### Supplied material
────

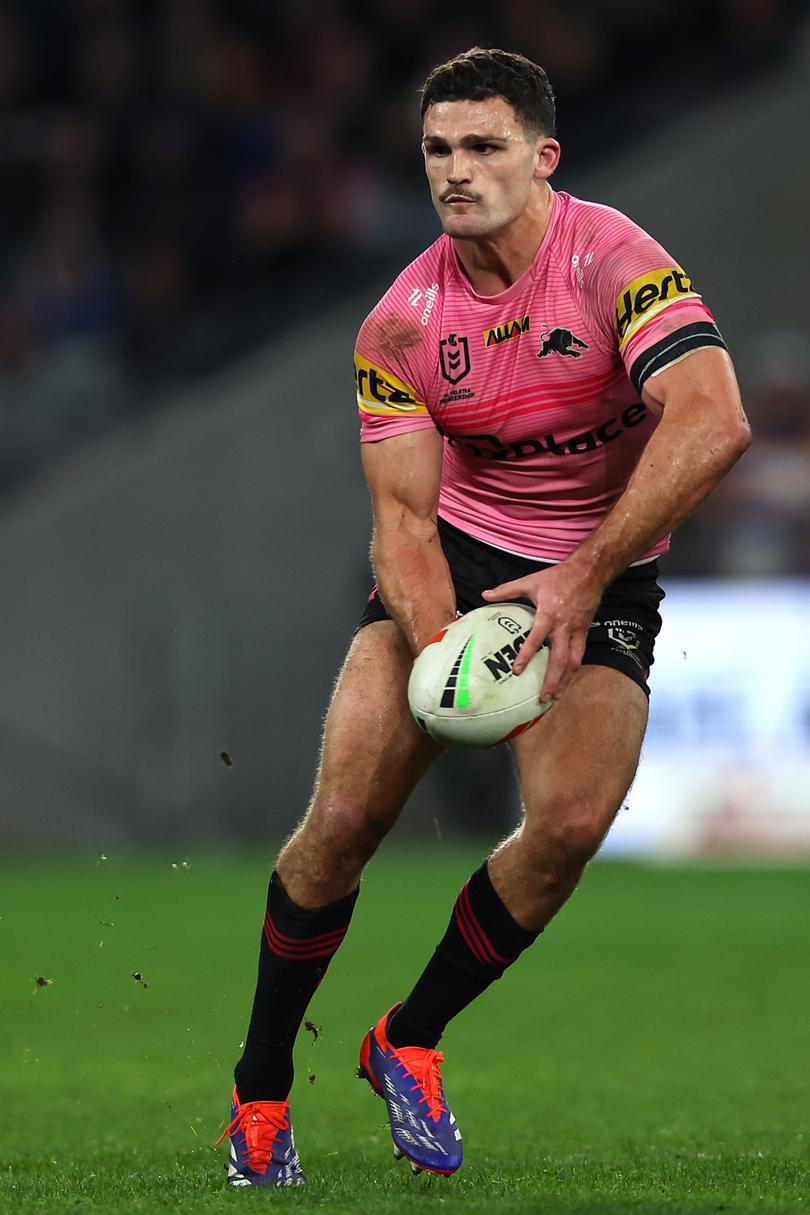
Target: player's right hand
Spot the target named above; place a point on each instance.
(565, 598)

────

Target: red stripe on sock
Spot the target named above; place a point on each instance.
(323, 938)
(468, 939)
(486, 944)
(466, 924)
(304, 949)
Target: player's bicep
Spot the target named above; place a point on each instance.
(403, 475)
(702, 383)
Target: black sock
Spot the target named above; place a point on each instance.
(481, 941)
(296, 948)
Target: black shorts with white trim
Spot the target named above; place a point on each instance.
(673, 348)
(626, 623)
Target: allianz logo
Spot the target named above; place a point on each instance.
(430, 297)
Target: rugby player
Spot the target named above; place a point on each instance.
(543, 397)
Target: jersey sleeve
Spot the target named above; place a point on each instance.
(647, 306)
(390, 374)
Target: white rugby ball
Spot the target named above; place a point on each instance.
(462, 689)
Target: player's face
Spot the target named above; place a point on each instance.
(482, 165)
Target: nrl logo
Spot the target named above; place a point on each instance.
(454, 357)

────

### Written request
Return each line above that contains the word "white". Case counts.

### Output below
Target: black shorts with white trim
Target: white rugby ball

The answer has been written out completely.